Provided text —
This all started with me getting sick. I caught some sort of virus and was stuck feverish, aching, coughing and feeling like I was going to die. Now, being sick for everyone is generally not fun. And I will admit, I’m somewhat of a baby when I’m sick. My anxiety shoots through the roof…i have panic attacks for no explainable reason and it makes whatever illness I have much more uncomfortable.
This last time started with a cough. Then a fever and aches…then throwing up. And most of that day while I was going through this, my husband was busy helping other people (as he often is). I tried very hard not to bother him or stress him out…but I found myself missing him and I finally broke down and sent a text “when are you going to be home for the day? I don’t feel good”. He came home and like the awesome man he is, he laid down with me in bed and turned on a movie, and put his hand on my back. Even though I still felt like crud and was dry heaving….my anxiety lifted immensely.
And then texts from my best friend and mom….just knowing they were “with me”…in my corner, fighting it with me. I refer to this week from last winter as probably the toughest week for me. Not only did I get Influenza A (it started with me) but then three of my four children and my husband all got it too. I’m a wreck with anxiety when I’m sick….it spikes my cortisol and just makes me incredibly anxious. I used to not ask for help, not tell people when I was sick or anxious….I never wanted to “burden” people. But as I’ve gotten older, and the more I’ve learned to manage my anxiety, the more I’ve learned that dealing with things alone makes them 100 times worse…it grows the monsters my mind turns every day worries into and they become next to unmanageable. By sharing this and allowing others to help me when I need it (and in return helping others when they need it….it gives you a hit of dopamine in your brain to help others, really it does) I become much stronger and more capable. Relationships truly do heal!

Data extract —

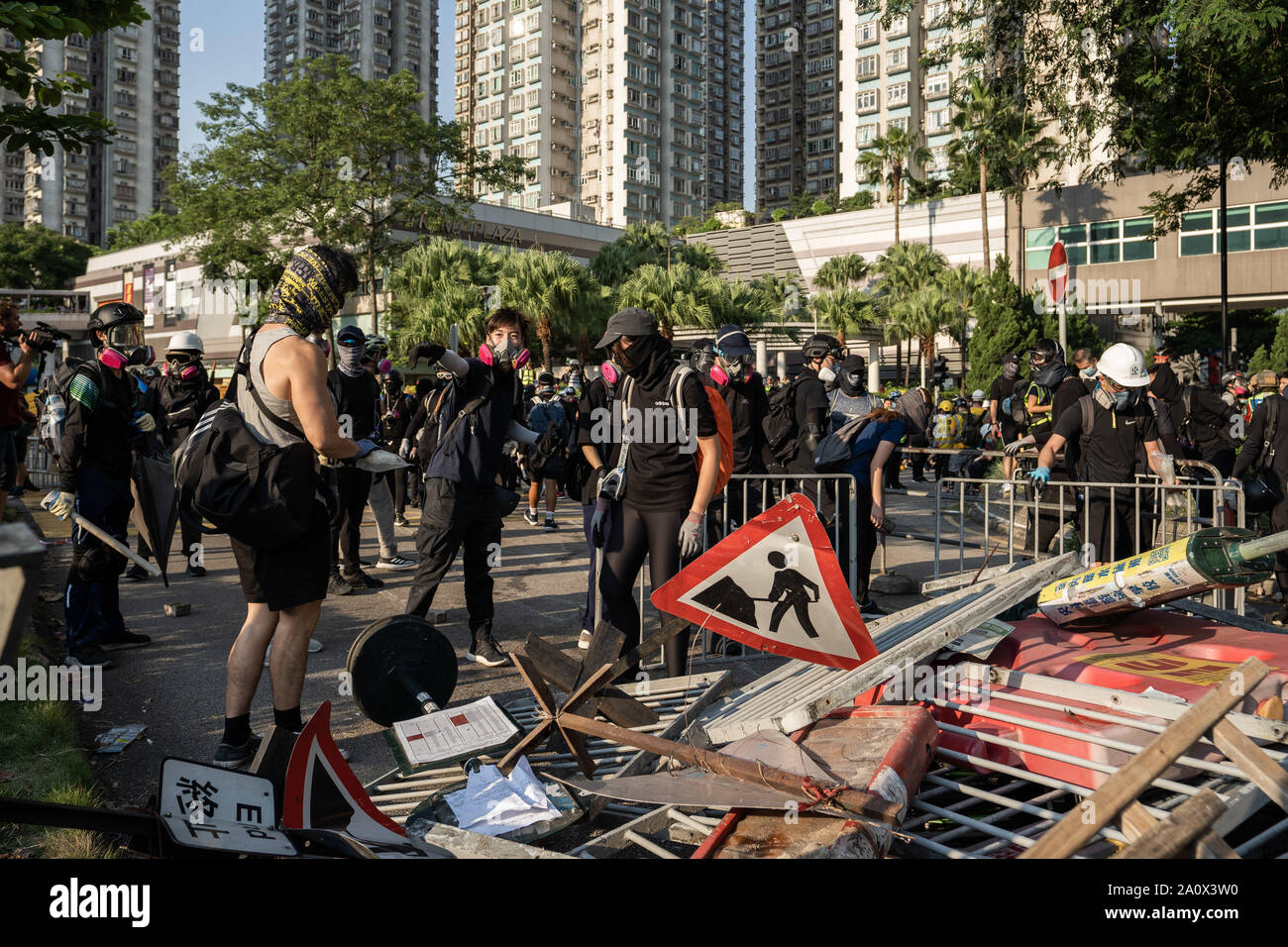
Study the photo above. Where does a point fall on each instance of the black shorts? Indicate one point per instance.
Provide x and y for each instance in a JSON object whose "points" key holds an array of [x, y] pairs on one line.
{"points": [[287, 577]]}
* * *
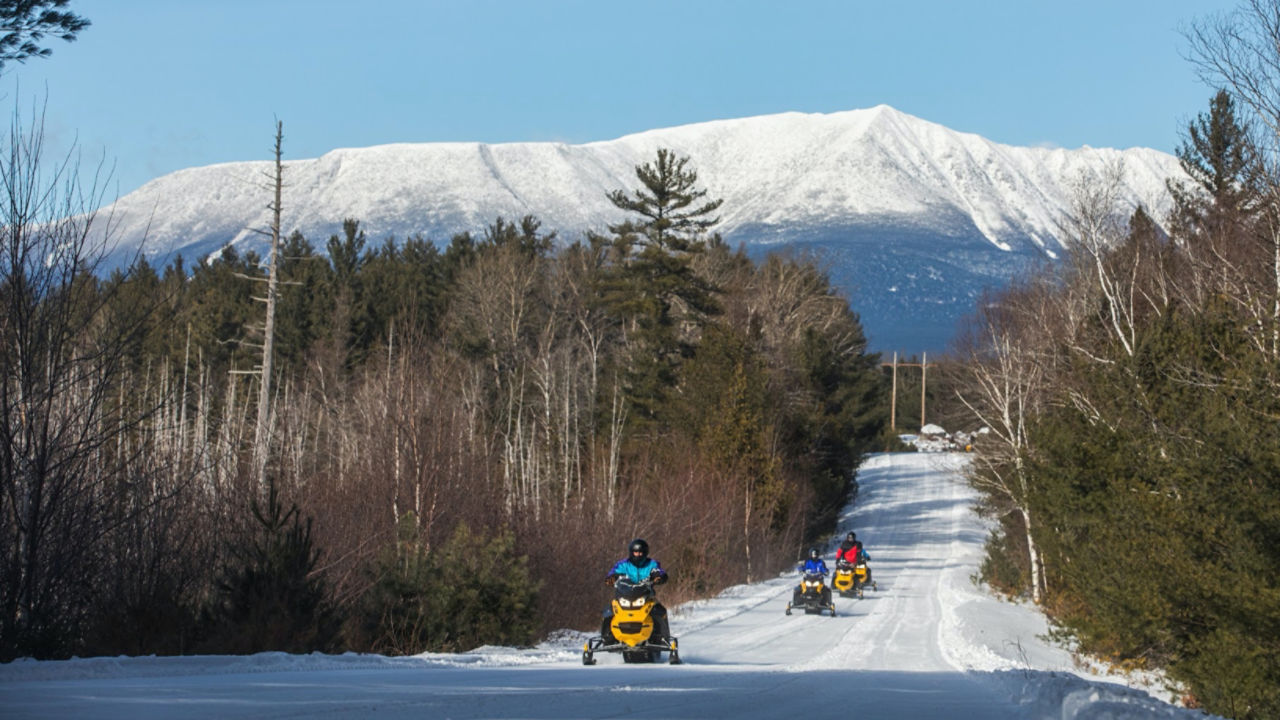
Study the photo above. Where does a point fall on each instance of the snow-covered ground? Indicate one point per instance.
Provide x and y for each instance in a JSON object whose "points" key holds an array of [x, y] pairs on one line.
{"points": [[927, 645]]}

Explore the material —
[a] Sum up the provided text in two sentences.
[b] Print the part of the provided text that begins at the words "This last time" and stops after the words "anxiety lifted immensely.".

Answers for this exercise —
[a] Being sick makes the writer's anxiety shoot through the roof, and during one recent illness it lifted immensely when their husband came home to lie down with them and when their best friend and mom sent texts. Over time the writer has learned that dealing with things alone makes them far worse, while sharing and letting others help, and helping others in return, makes them stronger.

[b]
This last time started with a cough. Then a fever and aches…then throwing up. And most of that day while I was going through this, my husband was busy helping other people (as he often is). I tried very hard not to bother him or stress him out…but I found myself missing him and I finally broke down and sent a text “when are you going to be home for the day? I don’t feel good”. He came home and like the awesome man he is, he laid down with me in bed and turned on a movie, and put his hand on my back. Even though I still felt like crud and was dry heaving….my anxiety lifted immensely.